===== SOURCE =====

L’oeuvre de Pierre Mac Orlan est intimement liée à Paris, ses quartiers populaires et aussi ses bas fonds. Comme nous sommes centrés sur nos thèmes parisiens, nous avons déjà croisé à plusieurs reprises différents titres de cet auteur : La couronne de Paris, Montmartre et nous aurons certainement l’occasion d’en présenter d’autres. Nous avons aussi déjà évoqué André Dignimont, célèbre artiste montmartrois du milieu du 20e siècle qui a su apporter sa touche réaliste à bien des illustrations. Promenades montmartroises de Dorgelès, Paris de ma fenêtre de Colette. A regarder de près les différentes eaux-fortes présentes dans Nuits aux bouges, nous trouvons aussi une proximité avec un autre illustrateur, Vertès, qui a lui aussi capté l’atmosphère interlope des bas fonds dans ses illustrations de rue Pigalle de Francis Carco.
Dans Nuits aux bouges, Pierre Mac Orlan nous plonge dans un univers mystérieux : » Le mot bouge est évocateur, et un peu tombé en désuétude. Tel qu’il est, il éveille dans l’imagination populaire une inquiétude enrichie par un grand nombre d’images mystérieuses, où l’assassinat tient le rôle essentiel et final. A vrai dire, il faut remonter dans le passé de Paris pour retrouver le bouge en pleine prospérité et paré de tous les attributs qui lui conféraient une réputation puissante de mauvaise aloi. Il en existe encore de nos jours…bien qu’ils ne soient plus construits sur le modèle de ce que notre imagination se plaît encore à réaliser sous le signe de ce mot…. »
Pierre Mac Orlan débute son ouvrage par une rétrospective historique et évoque les célébrités que l’on trouvaient au cours des siècles dans ces endroits ou qui écrivirent sur ces lieux.
Après la Première guerre mondiale, les bouges changent d’apparence et « le pittoresque y perd ce que l’hygiène des établissements, somme toute, publics a pu y gagner » mais cela n’empêche pas l’auteur d’évoquer quelques souvenirs du Lapin blanc situé dans les environs du boulevard Barbès, « là se donnaient rendez-vous les bandes les plus fameuses qui désolaient la Butte Montmartre et particulièrement le Lapin Agile qui chaque semaine subissait un siège en règle… »

===== DONNÉES FOURNIES =====

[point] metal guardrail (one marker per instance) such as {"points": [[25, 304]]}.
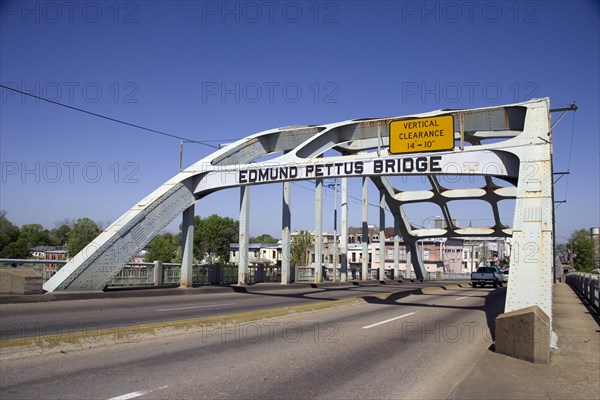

=====

▶ **CONSIGNE**: Indiquez si chacune des affirmations suivantes concorde avec la source consacrée à Nuits aux bouges, en répondant par oui ou par non et en citant exactement les mots décisifs du texte. (a) Le mot « bouge » y est présenté comme un peu tombé en désuétude. (b) Le Lapin blanc se trouvait aux environs de la place Pigalle. (c) Pierre Mac Orlan ouvre son ouvrage par une rétrospective historique.

▶ **RÉPONSE COMPLÈTE**:
(a) Oui : « Le mot bouge est évocateur, et un peu tombé en désuétude. »
(b) Non : « situé dans les environs du boulevard Barbès »
(c) Oui : « Pierre Mac Orlan débute son ouvrage par une rétrospective historique »